● Data
Start

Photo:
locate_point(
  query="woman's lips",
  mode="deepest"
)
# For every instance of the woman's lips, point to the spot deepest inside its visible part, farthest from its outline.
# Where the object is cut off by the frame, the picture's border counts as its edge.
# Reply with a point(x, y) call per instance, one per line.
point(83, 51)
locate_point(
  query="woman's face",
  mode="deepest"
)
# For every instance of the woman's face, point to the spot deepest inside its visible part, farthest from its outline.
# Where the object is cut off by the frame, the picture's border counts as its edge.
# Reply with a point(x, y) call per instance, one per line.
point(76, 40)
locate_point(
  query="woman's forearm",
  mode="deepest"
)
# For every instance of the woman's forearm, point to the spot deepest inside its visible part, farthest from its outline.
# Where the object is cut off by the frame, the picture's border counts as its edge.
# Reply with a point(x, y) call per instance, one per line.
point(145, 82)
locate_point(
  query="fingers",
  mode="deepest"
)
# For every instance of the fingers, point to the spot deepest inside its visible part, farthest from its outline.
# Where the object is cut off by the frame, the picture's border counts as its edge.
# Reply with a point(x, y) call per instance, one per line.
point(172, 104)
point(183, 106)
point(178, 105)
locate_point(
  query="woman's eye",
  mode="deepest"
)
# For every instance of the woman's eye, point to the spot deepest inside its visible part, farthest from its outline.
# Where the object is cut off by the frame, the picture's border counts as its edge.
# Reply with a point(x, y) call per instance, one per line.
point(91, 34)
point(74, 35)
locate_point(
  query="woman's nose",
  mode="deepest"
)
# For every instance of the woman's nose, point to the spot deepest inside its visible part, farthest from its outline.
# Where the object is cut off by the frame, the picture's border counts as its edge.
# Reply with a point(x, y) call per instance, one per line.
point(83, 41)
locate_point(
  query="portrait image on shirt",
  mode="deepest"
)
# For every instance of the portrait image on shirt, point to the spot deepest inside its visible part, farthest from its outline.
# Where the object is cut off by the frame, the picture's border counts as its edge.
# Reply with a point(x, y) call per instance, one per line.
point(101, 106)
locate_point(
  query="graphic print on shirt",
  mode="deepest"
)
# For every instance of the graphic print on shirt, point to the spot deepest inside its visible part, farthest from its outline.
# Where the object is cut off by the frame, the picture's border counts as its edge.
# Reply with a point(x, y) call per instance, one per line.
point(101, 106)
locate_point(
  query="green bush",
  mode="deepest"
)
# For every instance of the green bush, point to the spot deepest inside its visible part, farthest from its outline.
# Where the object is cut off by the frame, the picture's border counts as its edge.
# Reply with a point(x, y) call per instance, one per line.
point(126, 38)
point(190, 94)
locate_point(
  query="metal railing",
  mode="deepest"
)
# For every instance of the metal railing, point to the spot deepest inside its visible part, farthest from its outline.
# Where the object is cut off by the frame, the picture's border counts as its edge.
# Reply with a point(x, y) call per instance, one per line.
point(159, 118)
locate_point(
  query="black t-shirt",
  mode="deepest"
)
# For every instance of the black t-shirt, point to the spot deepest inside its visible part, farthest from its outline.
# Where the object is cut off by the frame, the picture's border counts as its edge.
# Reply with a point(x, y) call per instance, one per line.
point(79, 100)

End

● Task
Render every line of the records above as a JSON list of strings, with one string per line and blank lines left out.

● Exercise answer
[
  "Photo:",
  "locate_point(",
  "  query=\"woman's lips\",",
  "  mode=\"deepest\"",
  ")",
  "# For every instance of the woman's lips, point to the spot deepest inside its visible part, farthest from its outline.",
  "# Where the object is cut off by the frame, the picture's border counts as its edge.",
  "# Reply with a point(x, y) call per instance, one per line.",
  "point(83, 51)",
  "locate_point(",
  "  query=\"woman's face\",",
  "  mode=\"deepest\"",
  ")",
  "# For every instance of the woman's face, point to the spot deepest inside its visible part, farthest from its outline.",
  "# Where the object is cut off by the frame, the picture's border counts as its edge.",
  "# Reply with a point(x, y) call per instance, one per line.",
  "point(76, 40)",
  "locate_point(",
  "  query=\"woman's forearm\",",
  "  mode=\"deepest\"",
  ")",
  "# For every instance of the woman's forearm, point to the spot deepest inside its visible part, farthest from its outline.",
  "# Where the object is cut off by the frame, the picture's border counts as its edge.",
  "# Reply with a point(x, y) call per instance, one per line.",
  "point(145, 82)",
  "locate_point(",
  "  query=\"fingers\",",
  "  mode=\"deepest\"",
  ")",
  "# For every instance of the fingers, point to the spot deepest inside its visible part, farthest from its outline.",
  "# Where the object is cut off by the frame, the picture's border counts as its edge.",
  "# Reply with a point(x, y) call per instance, one per line.",
  "point(172, 104)",
  "point(183, 106)",
  "point(178, 105)",
  "locate_point(",
  "  query=\"woman's eye\",",
  "  mode=\"deepest\"",
  ")",
  "# For every instance of the woman's eye, point to the spot deepest inside its visible part, farthest from its outline.",
  "# Where the object is cut off by the frame, the picture's border counts as its edge.",
  "# Reply with a point(x, y) call per instance, one per line.",
  "point(91, 34)",
  "point(74, 35)",
  "locate_point(",
  "  query=\"woman's nose\",",
  "  mode=\"deepest\"",
  ")",
  "# For every instance of the woman's nose, point to the spot deepest inside its visible part, farthest from its outline.",
  "# Where the object is cut off by the frame, the picture's border counts as its edge.",
  "# Reply with a point(x, y) call per instance, one per line.",
  "point(83, 41)",
  "locate_point(",
  "  query=\"portrait image on shirt\",",
  "  mode=\"deepest\"",
  ")",
  "# For every instance of the portrait image on shirt, point to the spot deepest inside its visible part, farthest from its outline.",
  "# Where the object is cut off by the frame, the picture's border counts as its edge.",
  "# Reply with a point(x, y) call per instance, one per line.",
  "point(101, 106)",
  "locate_point(",
  "  query=\"graphic print on shirt\",",
  "  mode=\"deepest\"",
  ")",
  "# For every instance of the graphic print on shirt, point to the spot deepest inside its visible part, farthest from its outline.",
  "# Where the object is cut off by the frame, the picture's border counts as its edge.",
  "# Reply with a point(x, y) call per instance, one per line.",
  "point(101, 106)",
  "locate_point(",
  "  query=\"green bush\",",
  "  mode=\"deepest\"",
  ")",
  "# For every instance of the green bush, point to the spot deepest inside its visible part, farthest from its outline.",
  "# Where the object is cut off by the frame, the picture's border counts as its edge.",
  "# Reply with a point(x, y) call per instance, one per line.",
  "point(126, 38)",
  "point(190, 94)",
  "locate_point(",
  "  query=\"metal railing\",",
  "  mode=\"deepest\"",
  ")",
  "# For every instance of the metal railing, point to the spot deepest inside its visible part, farthest from its outline.",
  "# Where the object is cut off by the frame, the picture's border counts as its edge.",
  "# Reply with a point(x, y) call per instance, one per line.",
  "point(159, 118)",
  "locate_point(",
  "  query=\"black t-shirt\",",
  "  mode=\"deepest\"",
  ")",
  "# For every instance of the black t-shirt, point to the spot deepest inside its visible part, farthest from its outline.",
  "# Where the object is cut off by the frame, the picture's border counts as its edge.",
  "# Reply with a point(x, y) call per instance, one per line.",
  "point(79, 100)"
]